* _List of tasks_:
1 > Summarize the thread on halfwidth katakana line breaking in two sentences.
2 > Please pick out every line of the rows that contains the string "weave".

╭─ Selected extract

Re: Why doesn't Ideographic (ID) in UAX#14 have half-width katakana?

Peter Edberg Mon, 04 May 2015 14:24:07 -0700

I have been checking with various groups at Apple. The consensus here is that 
we would like to see the linebreak value for halfwidth katakana changed to ID.


- Peter E


> On May 3, 2015, at 12:53 PM, Asmus Freytag (t) <[email protected]> 
> wrote:
> 
> On 5/3/2015 9:47 AM, Koji Ishii wrote:
>> Thank you so much Ken and Asmus for the detailed guides and histories. This 
>> helps me a lot.
>> 
>> In terms of time frame, I don't insist on specific time frame, Unicode 9 is 
>> fine if that works well for all.
>> 
>> I'm not sure how much history and postmortem has to be baked into the 
>> section of UAX#14, hope not much because I'm not familiar with how it was 
>> defined so other than what Ken             and Asmus kindly provided in this 
>> thread. But from those information, I feel stronger than before that this 
>> was simply an unfortunate oversight. In the document Ken quoted, F and W are 
>> distinguished, but H and N are not. In '90, East Asian versions of Office 
>> and RichEdit were in my radar and all of them handled halfwidth Katakana as 
>> ID for the line breaking purposes. That's quite understandable given the 
>> amount of code points to work on, given the priority of halfwidth Katakana, 
>> and given the difference of "what line breaking should be" and UAX#14 as Ken 
>> noted, but writing it up as a document doesn't look an easy task 
> 
> Koji,
> 
> kana are special in that they are not shared among languages. From that 
> perspective, there's nothing wrong with having a "general purpose" algorithm 
> support the rules of the target language (unless that would add undue 
> complexity, which isn't a consideration here).
> 
> Based on the data presented informally here in postings, I find your 
> conclusion (oversight) quite believable. The task would therefore be to 
> present the same data in a more organized fashion as part of a formal 
> proposal. Should be doable.
> 
> I think you'd want to focus on survey of modern practice in implementations 
> (and if you have data on some of them going back to the '90s the better).
> 
> From the historical analysis it's clear that there was a desire to create 
> assignments that didn't introduce random inconsistencies between LB and EAW 
> properties, but that kind of self-consistency check just makes sure that all 
> characters of some group defined by the intersection of property subsets are 
> treated the same (unless there's an overriding reason to differentiate 
> within). It seems entirely plausible that this process misfired  for the 
> characters in question, more likely so, given that the earliest drafts of the 
> tables were based on an implementation also being created by MS around the 
> same time. That makes any difference to other MS products even more likely to 
> be an oversight.
> 
> I do want to help UTC establish a precedent of getting changes like that 
> endorsed by a representative sample of implementers and key external 
> standards (where applicable, in this case that would be CSS), to avoid the 
> chance of creating undue disruption (and to increase the chance that the 
> resulting modified algorithm is actually usable off-the-shelf, for example 
> for "default" or "unknown language" type scenarios.

╰─
╭─ Supplied records

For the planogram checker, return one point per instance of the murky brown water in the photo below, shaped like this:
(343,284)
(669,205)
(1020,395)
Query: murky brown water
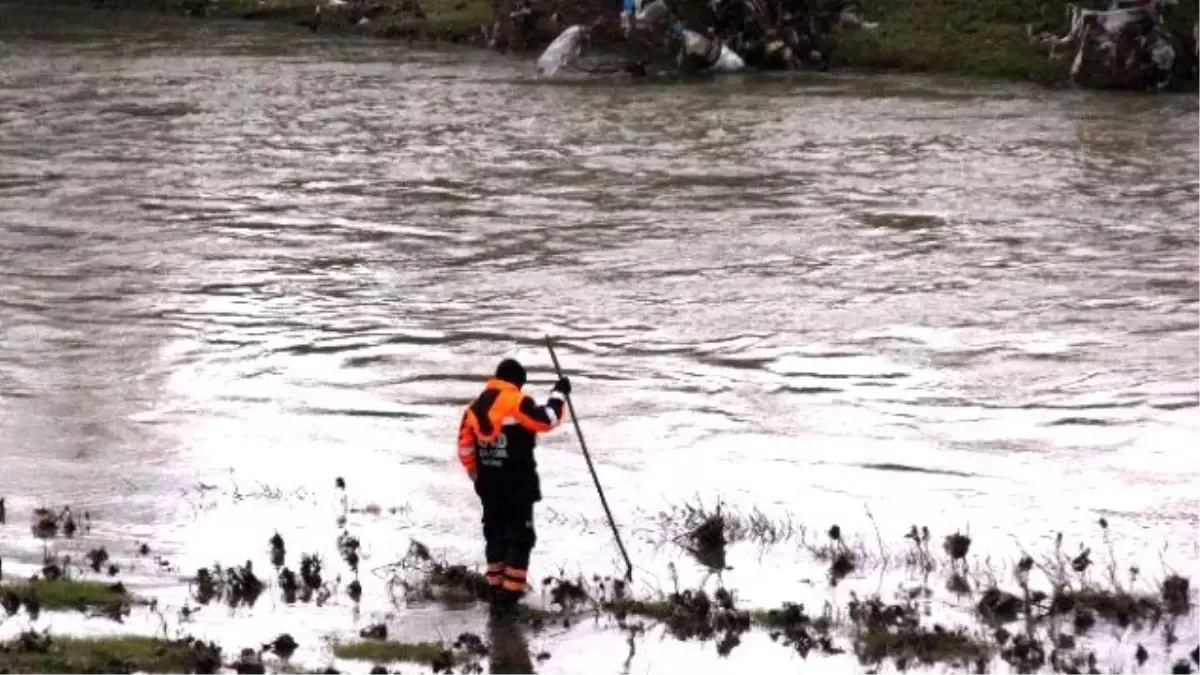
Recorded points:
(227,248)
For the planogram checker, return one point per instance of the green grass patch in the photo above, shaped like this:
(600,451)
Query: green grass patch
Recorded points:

╰─
╭─ Supplied records

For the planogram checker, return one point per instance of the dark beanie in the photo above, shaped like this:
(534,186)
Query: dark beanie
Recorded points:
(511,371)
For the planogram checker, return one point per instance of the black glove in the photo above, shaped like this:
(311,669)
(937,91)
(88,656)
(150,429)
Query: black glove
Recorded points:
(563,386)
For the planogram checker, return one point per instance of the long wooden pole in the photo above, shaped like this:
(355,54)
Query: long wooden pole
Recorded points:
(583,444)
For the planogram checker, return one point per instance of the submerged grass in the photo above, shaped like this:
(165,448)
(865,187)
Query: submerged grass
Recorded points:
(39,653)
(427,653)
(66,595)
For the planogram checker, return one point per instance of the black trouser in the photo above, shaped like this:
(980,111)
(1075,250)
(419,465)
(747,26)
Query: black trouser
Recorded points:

╰─
╭─ Supplied records

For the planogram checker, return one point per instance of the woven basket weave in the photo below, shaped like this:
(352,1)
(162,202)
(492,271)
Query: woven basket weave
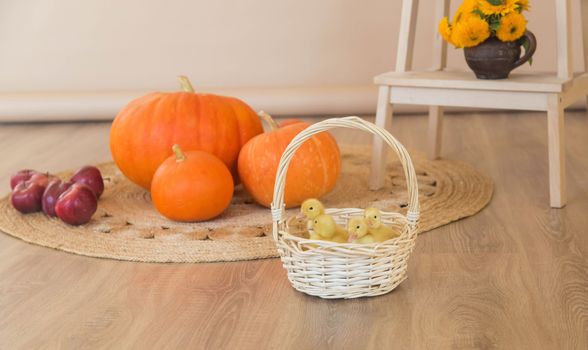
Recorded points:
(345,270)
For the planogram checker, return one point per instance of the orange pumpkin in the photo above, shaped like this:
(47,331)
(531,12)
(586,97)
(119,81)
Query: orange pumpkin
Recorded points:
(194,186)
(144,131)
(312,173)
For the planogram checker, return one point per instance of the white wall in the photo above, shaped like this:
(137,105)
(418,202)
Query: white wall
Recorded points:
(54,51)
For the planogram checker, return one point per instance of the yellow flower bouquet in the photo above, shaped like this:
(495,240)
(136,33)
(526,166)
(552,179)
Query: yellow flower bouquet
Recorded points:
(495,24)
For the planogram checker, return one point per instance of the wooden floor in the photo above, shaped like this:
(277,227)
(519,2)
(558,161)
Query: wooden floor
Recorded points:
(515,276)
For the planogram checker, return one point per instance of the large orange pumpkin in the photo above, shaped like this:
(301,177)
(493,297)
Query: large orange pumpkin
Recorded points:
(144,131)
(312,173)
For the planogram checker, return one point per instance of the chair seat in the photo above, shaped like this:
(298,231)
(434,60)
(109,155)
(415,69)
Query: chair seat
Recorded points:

╰─

* _Task-by-task solutions_:
1 > Peter Edberg reports that the consensus at Apple is to change the line-break value for halfwidth katakana to ID. In the quoted messages, Koji Ishii argues that the current assignment was an unfortunate oversight, and Asmus Freytag finds that conclusion believable and suggests presenting the data as a formal proposal focused on a survey of modern practice in implementations.

2 >
For the planogram checker, return one point per instance of the woven basket weave in the photo below, shaped like this:
Query: woven basket weave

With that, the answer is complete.